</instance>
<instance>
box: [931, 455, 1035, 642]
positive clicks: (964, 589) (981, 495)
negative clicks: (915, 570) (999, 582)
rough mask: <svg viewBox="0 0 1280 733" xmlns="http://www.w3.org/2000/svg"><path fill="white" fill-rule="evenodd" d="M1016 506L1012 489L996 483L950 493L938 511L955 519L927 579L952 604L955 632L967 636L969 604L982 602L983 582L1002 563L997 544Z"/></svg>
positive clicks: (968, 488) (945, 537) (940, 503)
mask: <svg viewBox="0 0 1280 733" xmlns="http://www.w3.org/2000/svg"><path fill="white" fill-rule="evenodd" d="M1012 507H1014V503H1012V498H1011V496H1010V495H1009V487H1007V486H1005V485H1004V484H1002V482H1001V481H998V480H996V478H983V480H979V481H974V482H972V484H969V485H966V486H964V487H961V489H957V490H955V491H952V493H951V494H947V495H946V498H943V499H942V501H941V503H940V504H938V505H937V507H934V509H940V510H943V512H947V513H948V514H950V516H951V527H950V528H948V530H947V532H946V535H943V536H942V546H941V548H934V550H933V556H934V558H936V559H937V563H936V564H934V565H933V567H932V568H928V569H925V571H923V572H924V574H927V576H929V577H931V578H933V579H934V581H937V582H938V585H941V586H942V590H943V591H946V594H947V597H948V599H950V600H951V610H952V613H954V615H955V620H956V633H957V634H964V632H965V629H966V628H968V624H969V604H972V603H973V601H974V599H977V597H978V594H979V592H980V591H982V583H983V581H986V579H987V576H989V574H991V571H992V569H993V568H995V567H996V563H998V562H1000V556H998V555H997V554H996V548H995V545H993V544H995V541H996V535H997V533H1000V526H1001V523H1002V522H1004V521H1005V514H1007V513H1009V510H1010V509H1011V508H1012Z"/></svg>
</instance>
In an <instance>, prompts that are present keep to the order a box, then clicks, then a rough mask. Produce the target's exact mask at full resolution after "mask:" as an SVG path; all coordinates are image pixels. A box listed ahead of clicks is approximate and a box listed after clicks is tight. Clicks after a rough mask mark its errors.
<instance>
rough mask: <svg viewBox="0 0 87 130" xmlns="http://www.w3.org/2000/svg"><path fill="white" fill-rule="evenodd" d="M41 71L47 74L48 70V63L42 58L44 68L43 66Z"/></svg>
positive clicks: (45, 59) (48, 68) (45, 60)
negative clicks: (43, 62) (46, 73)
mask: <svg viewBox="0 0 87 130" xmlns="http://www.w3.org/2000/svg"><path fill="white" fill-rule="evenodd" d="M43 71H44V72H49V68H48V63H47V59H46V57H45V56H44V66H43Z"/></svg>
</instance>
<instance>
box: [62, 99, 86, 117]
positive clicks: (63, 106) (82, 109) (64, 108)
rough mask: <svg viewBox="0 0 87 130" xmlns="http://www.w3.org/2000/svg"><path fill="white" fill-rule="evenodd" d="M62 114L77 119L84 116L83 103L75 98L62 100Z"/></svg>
——
Repeat all of the records above exactly as written.

</instance>
<instance>
box: [931, 455, 1035, 642]
positive clicks: (964, 589) (981, 495)
negative clicks: (915, 570) (999, 582)
rough mask: <svg viewBox="0 0 1280 733" xmlns="http://www.w3.org/2000/svg"><path fill="white" fill-rule="evenodd" d="M1016 506L1012 489L996 483L950 493L938 511L955 519L927 579L952 604L955 632L967 636L969 604L982 602L983 582L1002 563L997 544Z"/></svg>
positive clicks: (968, 488) (945, 537) (940, 503)
mask: <svg viewBox="0 0 1280 733" xmlns="http://www.w3.org/2000/svg"><path fill="white" fill-rule="evenodd" d="M1012 507H1014V503H1012V498H1011V496H1010V495H1009V487H1007V486H1005V485H1004V484H1002V482H1001V481H998V480H996V478H983V480H979V481H974V482H972V484H969V485H966V486H964V487H961V489H957V490H955V491H952V493H951V494H947V495H946V498H943V499H942V501H941V503H940V504H938V505H937V507H934V509H940V510H943V512H947V513H948V514H950V516H951V527H950V528H948V530H947V532H946V535H943V536H942V546H941V548H934V550H933V556H934V558H936V559H937V563H936V564H934V565H933V567H932V568H928V569H925V571H923V572H924V574H927V576H929V577H931V578H933V579H934V581H937V582H938V585H941V586H942V590H943V591H946V594H947V597H948V599H950V600H951V610H952V613H954V615H955V620H956V633H957V634H964V632H965V629H966V628H968V624H969V604H972V603H973V601H974V599H977V597H978V594H979V592H980V591H982V583H983V581H986V579H987V576H989V574H991V571H992V569H993V568H995V567H996V563H998V562H1000V556H998V555H997V554H996V548H995V545H993V544H995V541H996V535H997V533H1000V526H1001V523H1002V522H1004V521H1005V514H1007V513H1009V510H1010V509H1011V508H1012Z"/></svg>
</instance>
In an <instance>, prompts that are present keep to the order a box, then clicks, then a rough mask. Produce the target's exact mask at full resolution after "mask:" as an SVG path; all coordinates are image pixels. A box listed ahead of clicks is approximate and a box listed after clicks is tight. Clicks after a rough mask mark its errors.
<instance>
rough mask: <svg viewBox="0 0 87 130" xmlns="http://www.w3.org/2000/svg"><path fill="white" fill-rule="evenodd" d="M41 71L47 74L48 70V63L42 58L44 68L43 66Z"/></svg>
positive clicks: (45, 59) (48, 68) (45, 60)
negative clicks: (43, 62) (46, 73)
mask: <svg viewBox="0 0 87 130" xmlns="http://www.w3.org/2000/svg"><path fill="white" fill-rule="evenodd" d="M43 71H44V72H49V68H48V63H47V59H46V57H45V56H44V66H43Z"/></svg>
</instance>
<instance>
box: [62, 99, 86, 117]
positive clicks: (63, 106) (82, 109) (64, 108)
rough mask: <svg viewBox="0 0 87 130" xmlns="http://www.w3.org/2000/svg"><path fill="white" fill-rule="evenodd" d="M62 114L77 119L84 116L83 103L75 98L62 100Z"/></svg>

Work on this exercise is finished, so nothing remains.